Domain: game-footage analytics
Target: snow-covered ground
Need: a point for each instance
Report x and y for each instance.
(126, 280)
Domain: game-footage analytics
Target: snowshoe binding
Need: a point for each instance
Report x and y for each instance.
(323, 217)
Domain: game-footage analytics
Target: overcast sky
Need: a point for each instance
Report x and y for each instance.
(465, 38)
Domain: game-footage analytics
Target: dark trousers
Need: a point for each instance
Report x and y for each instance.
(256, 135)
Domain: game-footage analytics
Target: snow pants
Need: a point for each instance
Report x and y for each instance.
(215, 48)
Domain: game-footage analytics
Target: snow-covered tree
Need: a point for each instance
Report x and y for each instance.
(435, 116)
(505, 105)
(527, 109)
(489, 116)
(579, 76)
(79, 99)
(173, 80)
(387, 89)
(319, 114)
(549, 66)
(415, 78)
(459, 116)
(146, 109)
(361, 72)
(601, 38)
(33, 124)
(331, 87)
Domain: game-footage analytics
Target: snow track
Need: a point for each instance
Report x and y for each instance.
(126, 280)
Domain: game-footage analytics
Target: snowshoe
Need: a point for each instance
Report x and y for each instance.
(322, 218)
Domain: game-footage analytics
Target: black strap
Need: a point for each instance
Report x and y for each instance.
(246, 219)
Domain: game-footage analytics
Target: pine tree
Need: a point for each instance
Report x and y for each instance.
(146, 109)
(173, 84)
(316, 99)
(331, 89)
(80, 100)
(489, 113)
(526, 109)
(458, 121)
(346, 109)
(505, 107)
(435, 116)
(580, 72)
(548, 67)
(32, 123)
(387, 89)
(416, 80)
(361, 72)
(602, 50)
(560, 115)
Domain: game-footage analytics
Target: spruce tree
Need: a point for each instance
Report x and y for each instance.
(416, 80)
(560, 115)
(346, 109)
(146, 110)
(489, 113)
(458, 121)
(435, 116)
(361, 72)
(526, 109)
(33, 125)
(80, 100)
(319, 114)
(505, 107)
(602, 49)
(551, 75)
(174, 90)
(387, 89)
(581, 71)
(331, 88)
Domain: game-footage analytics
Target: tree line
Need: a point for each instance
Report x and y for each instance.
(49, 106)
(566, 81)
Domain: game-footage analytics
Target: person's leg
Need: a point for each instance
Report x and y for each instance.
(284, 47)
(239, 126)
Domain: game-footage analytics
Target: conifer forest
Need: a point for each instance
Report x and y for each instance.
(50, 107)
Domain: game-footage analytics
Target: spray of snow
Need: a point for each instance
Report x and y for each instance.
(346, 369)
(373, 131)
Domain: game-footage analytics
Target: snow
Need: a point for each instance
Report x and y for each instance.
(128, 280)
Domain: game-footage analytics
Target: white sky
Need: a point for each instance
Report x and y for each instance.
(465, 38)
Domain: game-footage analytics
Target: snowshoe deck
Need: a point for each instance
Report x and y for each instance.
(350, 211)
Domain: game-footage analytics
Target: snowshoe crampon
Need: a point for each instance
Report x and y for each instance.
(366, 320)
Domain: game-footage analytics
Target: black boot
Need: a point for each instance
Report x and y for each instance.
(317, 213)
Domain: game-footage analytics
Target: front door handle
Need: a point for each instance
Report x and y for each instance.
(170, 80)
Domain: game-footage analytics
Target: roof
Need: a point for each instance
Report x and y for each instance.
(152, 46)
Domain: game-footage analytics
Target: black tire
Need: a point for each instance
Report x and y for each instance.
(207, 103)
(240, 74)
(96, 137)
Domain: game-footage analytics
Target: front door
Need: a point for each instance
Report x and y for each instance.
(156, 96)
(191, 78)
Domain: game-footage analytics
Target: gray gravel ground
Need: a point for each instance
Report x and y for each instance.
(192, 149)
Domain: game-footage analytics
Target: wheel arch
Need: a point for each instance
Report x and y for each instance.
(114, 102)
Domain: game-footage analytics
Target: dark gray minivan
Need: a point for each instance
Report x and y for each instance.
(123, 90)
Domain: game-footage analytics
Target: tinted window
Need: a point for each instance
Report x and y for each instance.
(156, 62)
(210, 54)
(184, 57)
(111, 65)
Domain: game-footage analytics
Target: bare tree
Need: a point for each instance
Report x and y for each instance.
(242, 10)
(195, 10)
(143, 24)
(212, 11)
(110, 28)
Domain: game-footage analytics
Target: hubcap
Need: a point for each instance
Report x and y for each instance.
+++++
> [Task objective] Each line must be given again exactly as written above.

> [Final result]
Domain: game-footage analytics
Target: snow-covered ground
Need: a point for each instance
Report x and y for each instance.
(126, 280)
Domain: game-footage analytics
Target: snowshoe binding
Need: a point for each instance
Report x and y for each instance.
(323, 217)
Domain: game-footage analytics
Target: overcast sky
Need: a point for each instance
Report x and y for each instance.
(465, 38)
Domain: game-footage analytics
Target: dark trousers
Need: a point for each instance
Report x and y for each instance.
(256, 135)
Domain: game-footage analytics
Target: snow pants
Need: a point for each instance
Report x and y for each instance.
(215, 48)
Domain: game-footage analytics
Target: snow-covered tree
Need: a point for each instance
Report x and y for each instance.
(435, 116)
(505, 105)
(527, 109)
(489, 116)
(579, 76)
(79, 99)
(173, 80)
(387, 89)
(319, 114)
(549, 66)
(415, 78)
(459, 116)
(146, 109)
(361, 72)
(601, 38)
(33, 124)
(331, 87)
Domain: game-footage analytics
Target: snow track
Need: a point for each instance
Report x and y for each instance.
(126, 280)
Domain: game-footage analytics
Target: snowshoe
Need: a point for each instance
Report x and y for each instance.
(322, 218)
Domain: game-footage analytics
Target: black strap
Need: a point for each instance
Report x and y for each instance.
(246, 219)
Domain: game-footage analytics
Target: pine tree
Need: a point for each instance
Report x and y for each instance.
(146, 109)
(173, 84)
(316, 99)
(331, 89)
(80, 100)
(489, 113)
(526, 109)
(458, 121)
(346, 109)
(505, 107)
(435, 116)
(580, 72)
(548, 67)
(32, 123)
(387, 89)
(416, 80)
(361, 72)
(602, 50)
(560, 115)
Domain: game-footage analytics
Target: spruce tree
Need: a point for each instance
Report x and y for each instance.
(416, 80)
(560, 115)
(346, 109)
(146, 110)
(489, 113)
(458, 121)
(435, 116)
(361, 72)
(526, 109)
(33, 125)
(80, 100)
(319, 114)
(505, 107)
(602, 49)
(551, 75)
(174, 90)
(387, 89)
(581, 71)
(331, 88)
Domain: game-footage analytics
Target: tree line
Need: a point for each instance
Report x and y for each instance.
(49, 106)
(566, 81)
Domain: game-footage analytics
Target: person's leg
Need: a point for each instance
Report x and y for each instance.
(284, 47)
(239, 126)
Domain: game-footage analytics
Target: conifer forest
Need: a point for each instance
Report x and y for each instance.
(50, 107)
Domain: game-footage analytics
Target: spray of snow
Need: a point for each instance
Report x and y for each instance.
(346, 369)
(373, 131)
Domain: game-footage analytics
Target: snow
Need: a point for each instance
Report x and y for each instance.
(128, 280)
Domain: game-footage analytics
Target: white sky
Need: a point for each instance
Report x and y for each instance.
(465, 38)
Domain: game-footage analytics
Target: snowshoe deck
Need: a point for each instance
Report x and y for each instance.
(350, 211)
Domain: game-footage analytics
Target: snowshoe crampon
Need: a point for each instance
Report x and y for each instance.
(366, 320)
Domain: game-footage analytics
Target: black boot
Need: a point for each instance
Report x and y for each instance.
(317, 213)
Domain: game-footage analytics
Target: front door handle
Need: a point for each instance
Report x and y for each instance.
(170, 80)
Domain: game-footage analytics
Target: roof
Need: a point for each instance
Report x and y for each instance.
(152, 46)
Domain: game-footage analytics
Target: black tire
Need: a point for each instance
Report x and y for each instance.
(207, 103)
(240, 74)
(96, 137)
Domain: game-footage analytics
Target: front door
Need: a point for each instance
Report x and y for each instance.
(156, 96)
(191, 78)
Domain: game-footage analytics
Target: gray gravel ground
Need: a point for each instance
Report x and y for each instance.
(192, 149)
Domain: game-footage analytics
Target: wheel arch
Need: a point for each instance
Report x and y for each instance.
(114, 102)
Domain: game-footage analytics
Target: dark gray minivan
Need: a point for each instance
Report x and y for each instance.
(123, 90)
Domain: game-footage analytics
Target: tinted window
Need: a point for each instance
Report x and y for each instance.
(156, 62)
(210, 54)
(184, 57)
(111, 65)
Domain: game-footage analytics
Target: bare tree
Need: a point for each instance
Report x and y for each instance.
(242, 10)
(195, 10)
(143, 24)
(212, 11)
(110, 28)
Domain: game-footage analytics
Target: hubcap
Need: a point for each instance
Report x and y for each instance.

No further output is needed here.